> **Given records**
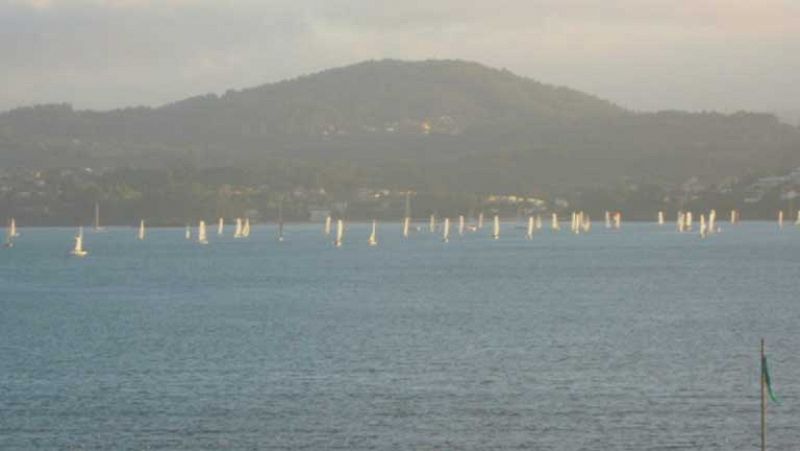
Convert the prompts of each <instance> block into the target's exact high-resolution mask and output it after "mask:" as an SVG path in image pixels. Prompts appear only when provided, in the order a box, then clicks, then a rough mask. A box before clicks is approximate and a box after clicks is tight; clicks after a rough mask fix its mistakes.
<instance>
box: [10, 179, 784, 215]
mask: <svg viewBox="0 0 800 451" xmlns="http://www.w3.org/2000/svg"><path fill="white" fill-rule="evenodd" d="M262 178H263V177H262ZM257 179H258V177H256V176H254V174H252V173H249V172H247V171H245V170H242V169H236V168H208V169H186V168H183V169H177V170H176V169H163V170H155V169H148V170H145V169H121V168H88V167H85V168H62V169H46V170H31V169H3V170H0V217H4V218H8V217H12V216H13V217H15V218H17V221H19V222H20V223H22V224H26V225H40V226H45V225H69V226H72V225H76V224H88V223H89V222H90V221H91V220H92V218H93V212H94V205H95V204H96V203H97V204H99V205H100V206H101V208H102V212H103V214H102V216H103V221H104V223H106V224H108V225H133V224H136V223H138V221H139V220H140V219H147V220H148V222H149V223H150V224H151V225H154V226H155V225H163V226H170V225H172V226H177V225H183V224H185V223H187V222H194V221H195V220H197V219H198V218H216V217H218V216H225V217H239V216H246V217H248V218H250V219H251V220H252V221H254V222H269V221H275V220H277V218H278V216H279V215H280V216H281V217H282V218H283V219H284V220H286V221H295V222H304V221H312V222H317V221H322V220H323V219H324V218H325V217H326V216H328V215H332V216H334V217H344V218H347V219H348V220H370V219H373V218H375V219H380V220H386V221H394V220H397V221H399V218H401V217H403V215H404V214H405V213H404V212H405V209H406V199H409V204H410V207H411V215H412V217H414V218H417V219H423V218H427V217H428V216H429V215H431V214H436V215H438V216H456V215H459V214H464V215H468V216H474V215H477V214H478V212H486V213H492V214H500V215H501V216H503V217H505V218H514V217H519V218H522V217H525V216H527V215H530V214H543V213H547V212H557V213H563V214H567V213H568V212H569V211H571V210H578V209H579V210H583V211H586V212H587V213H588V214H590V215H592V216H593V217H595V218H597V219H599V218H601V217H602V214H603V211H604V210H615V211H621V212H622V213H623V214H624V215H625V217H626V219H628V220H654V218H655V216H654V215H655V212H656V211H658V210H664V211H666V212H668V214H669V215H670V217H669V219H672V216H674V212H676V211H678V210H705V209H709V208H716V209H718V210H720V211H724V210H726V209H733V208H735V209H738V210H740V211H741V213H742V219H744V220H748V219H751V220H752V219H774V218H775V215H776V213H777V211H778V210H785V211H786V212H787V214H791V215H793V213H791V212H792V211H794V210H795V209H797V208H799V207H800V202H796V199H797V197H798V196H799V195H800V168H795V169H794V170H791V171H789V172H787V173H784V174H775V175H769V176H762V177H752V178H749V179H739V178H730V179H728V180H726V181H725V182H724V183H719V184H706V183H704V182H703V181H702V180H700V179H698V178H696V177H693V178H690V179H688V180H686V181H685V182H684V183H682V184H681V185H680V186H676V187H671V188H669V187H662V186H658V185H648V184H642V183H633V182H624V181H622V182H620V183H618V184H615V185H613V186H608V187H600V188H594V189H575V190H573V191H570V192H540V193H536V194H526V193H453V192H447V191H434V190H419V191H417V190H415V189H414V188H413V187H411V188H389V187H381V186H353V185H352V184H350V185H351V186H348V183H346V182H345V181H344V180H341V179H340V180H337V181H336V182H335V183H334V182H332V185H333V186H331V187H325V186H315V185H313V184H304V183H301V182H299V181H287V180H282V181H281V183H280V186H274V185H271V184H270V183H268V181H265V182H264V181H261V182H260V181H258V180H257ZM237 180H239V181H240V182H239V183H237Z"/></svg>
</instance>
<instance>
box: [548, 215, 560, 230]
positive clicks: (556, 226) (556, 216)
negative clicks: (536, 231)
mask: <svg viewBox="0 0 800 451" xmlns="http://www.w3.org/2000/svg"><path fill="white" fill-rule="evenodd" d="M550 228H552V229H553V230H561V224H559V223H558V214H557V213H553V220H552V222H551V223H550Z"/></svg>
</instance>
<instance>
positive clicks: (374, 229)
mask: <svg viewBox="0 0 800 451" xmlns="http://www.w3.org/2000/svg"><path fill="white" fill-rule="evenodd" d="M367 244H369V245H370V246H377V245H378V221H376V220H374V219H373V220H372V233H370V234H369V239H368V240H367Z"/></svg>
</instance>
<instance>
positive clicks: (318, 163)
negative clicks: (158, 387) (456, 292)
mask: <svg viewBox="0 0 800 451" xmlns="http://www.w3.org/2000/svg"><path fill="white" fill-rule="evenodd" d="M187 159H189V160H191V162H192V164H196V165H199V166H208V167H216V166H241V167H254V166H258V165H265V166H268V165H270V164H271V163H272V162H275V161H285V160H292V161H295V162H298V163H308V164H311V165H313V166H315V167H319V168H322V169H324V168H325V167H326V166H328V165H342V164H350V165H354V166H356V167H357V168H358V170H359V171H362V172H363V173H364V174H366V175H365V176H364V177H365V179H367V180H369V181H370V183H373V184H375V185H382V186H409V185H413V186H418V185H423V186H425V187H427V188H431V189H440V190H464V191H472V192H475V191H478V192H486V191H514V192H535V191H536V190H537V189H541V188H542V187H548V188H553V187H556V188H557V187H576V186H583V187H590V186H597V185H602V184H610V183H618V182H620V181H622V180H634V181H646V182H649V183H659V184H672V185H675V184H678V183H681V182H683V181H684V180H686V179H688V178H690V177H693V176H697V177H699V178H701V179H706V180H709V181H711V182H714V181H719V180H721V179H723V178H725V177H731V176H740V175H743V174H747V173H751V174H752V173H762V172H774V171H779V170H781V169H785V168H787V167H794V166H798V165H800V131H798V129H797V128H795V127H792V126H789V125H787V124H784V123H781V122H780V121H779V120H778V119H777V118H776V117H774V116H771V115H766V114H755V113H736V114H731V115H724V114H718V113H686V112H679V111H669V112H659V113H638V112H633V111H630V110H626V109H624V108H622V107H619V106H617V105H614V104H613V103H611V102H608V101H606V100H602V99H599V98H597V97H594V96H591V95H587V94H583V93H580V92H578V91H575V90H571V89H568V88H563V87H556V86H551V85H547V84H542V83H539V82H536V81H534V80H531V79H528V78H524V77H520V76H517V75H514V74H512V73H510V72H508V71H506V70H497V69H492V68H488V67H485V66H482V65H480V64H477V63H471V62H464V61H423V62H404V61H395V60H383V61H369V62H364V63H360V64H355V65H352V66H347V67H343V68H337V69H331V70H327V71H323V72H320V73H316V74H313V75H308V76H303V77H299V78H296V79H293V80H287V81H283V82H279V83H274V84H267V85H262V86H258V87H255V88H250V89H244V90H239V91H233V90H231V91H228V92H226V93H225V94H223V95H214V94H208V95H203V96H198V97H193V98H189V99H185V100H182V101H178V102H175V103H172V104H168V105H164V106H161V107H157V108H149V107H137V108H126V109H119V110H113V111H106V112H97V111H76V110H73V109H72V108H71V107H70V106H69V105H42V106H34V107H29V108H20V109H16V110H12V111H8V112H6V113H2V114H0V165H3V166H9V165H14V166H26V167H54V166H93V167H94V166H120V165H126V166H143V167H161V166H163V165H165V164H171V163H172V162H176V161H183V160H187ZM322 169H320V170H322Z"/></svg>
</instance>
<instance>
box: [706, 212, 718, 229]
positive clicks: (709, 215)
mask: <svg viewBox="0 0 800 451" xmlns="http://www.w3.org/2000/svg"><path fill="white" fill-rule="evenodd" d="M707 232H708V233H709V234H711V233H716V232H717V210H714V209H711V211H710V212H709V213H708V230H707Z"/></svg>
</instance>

> **Directions**
Take the records above and return, word for word, only the lines that fall from the line with "negative clicks: (536, 231)" to the line with "positive clicks: (318, 163)", both of them included.

> **Output of the task**
negative clicks: (536, 231)
mask: <svg viewBox="0 0 800 451" xmlns="http://www.w3.org/2000/svg"><path fill="white" fill-rule="evenodd" d="M550 228H552V229H553V230H561V224H559V223H558V214H557V213H553V220H552V222H551V223H550Z"/></svg>
</instance>
<instance>
positive clicks: (374, 229)
mask: <svg viewBox="0 0 800 451" xmlns="http://www.w3.org/2000/svg"><path fill="white" fill-rule="evenodd" d="M367 244H369V245H370V246H377V245H378V221H376V220H374V219H373V220H372V233H370V234H369V239H368V240H367Z"/></svg>
</instance>
<instance>
positive clicks: (318, 163)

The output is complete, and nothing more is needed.